Transcribe the whole listing exactly; the images stay out.
-----
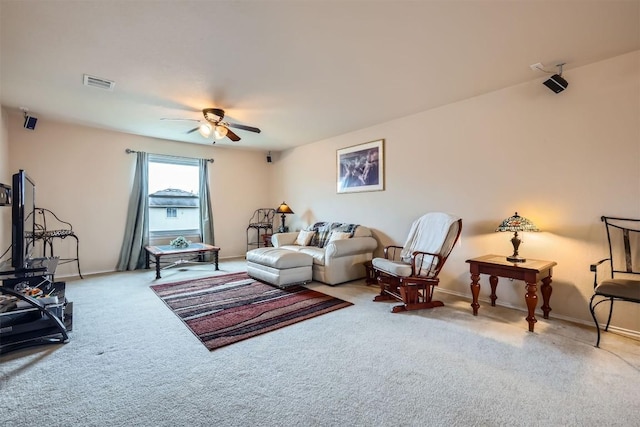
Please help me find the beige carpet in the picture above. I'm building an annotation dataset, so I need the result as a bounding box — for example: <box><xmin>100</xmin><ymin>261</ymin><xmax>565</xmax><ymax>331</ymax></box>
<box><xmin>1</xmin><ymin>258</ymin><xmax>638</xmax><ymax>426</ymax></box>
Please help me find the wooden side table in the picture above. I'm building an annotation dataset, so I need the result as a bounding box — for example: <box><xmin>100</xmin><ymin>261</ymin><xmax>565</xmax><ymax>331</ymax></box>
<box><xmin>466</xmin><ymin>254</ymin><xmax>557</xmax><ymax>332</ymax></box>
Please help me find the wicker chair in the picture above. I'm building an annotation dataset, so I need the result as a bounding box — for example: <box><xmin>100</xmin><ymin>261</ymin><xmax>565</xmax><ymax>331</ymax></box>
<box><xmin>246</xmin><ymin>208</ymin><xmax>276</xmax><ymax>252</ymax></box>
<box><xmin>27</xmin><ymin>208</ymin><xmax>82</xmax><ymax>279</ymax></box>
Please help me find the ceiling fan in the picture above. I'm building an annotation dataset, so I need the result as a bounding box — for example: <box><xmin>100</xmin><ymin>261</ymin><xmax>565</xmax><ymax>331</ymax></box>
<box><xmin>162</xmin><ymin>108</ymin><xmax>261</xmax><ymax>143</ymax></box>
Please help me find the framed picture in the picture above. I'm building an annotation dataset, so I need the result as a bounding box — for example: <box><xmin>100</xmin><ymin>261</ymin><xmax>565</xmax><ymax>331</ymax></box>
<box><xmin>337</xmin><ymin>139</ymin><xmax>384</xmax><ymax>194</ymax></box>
-----
- _Task response_
Please help me find the beige carpet in the picture above. I'm building an annotation dataset, so I need the result as a bounding box — for example: <box><xmin>100</xmin><ymin>261</ymin><xmax>565</xmax><ymax>331</ymax></box>
<box><xmin>1</xmin><ymin>258</ymin><xmax>638</xmax><ymax>426</ymax></box>
Please help me find the wooden side table in the picture above. I'm building an annotation dataset, so I need the result as a bounding box — for example: <box><xmin>100</xmin><ymin>261</ymin><xmax>565</xmax><ymax>331</ymax></box>
<box><xmin>466</xmin><ymin>254</ymin><xmax>557</xmax><ymax>332</ymax></box>
Please help me find the wicker chair in the picture above. I'm building an annotation dataset, so I need the result as a bounding box — for example: <box><xmin>100</xmin><ymin>261</ymin><xmax>565</xmax><ymax>331</ymax></box>
<box><xmin>246</xmin><ymin>208</ymin><xmax>276</xmax><ymax>252</ymax></box>
<box><xmin>27</xmin><ymin>208</ymin><xmax>82</xmax><ymax>279</ymax></box>
Please help me find the ceiling fan in the picture above. I'm building an annotation dataset, so I need the result as a bounding box — for example: <box><xmin>100</xmin><ymin>261</ymin><xmax>565</xmax><ymax>331</ymax></box>
<box><xmin>162</xmin><ymin>108</ymin><xmax>261</xmax><ymax>143</ymax></box>
Please help me find the framed picture in the picture above. I'm building an annotation dataset, so I need the result as a bounding box — for example: <box><xmin>100</xmin><ymin>261</ymin><xmax>565</xmax><ymax>331</ymax></box>
<box><xmin>337</xmin><ymin>139</ymin><xmax>384</xmax><ymax>194</ymax></box>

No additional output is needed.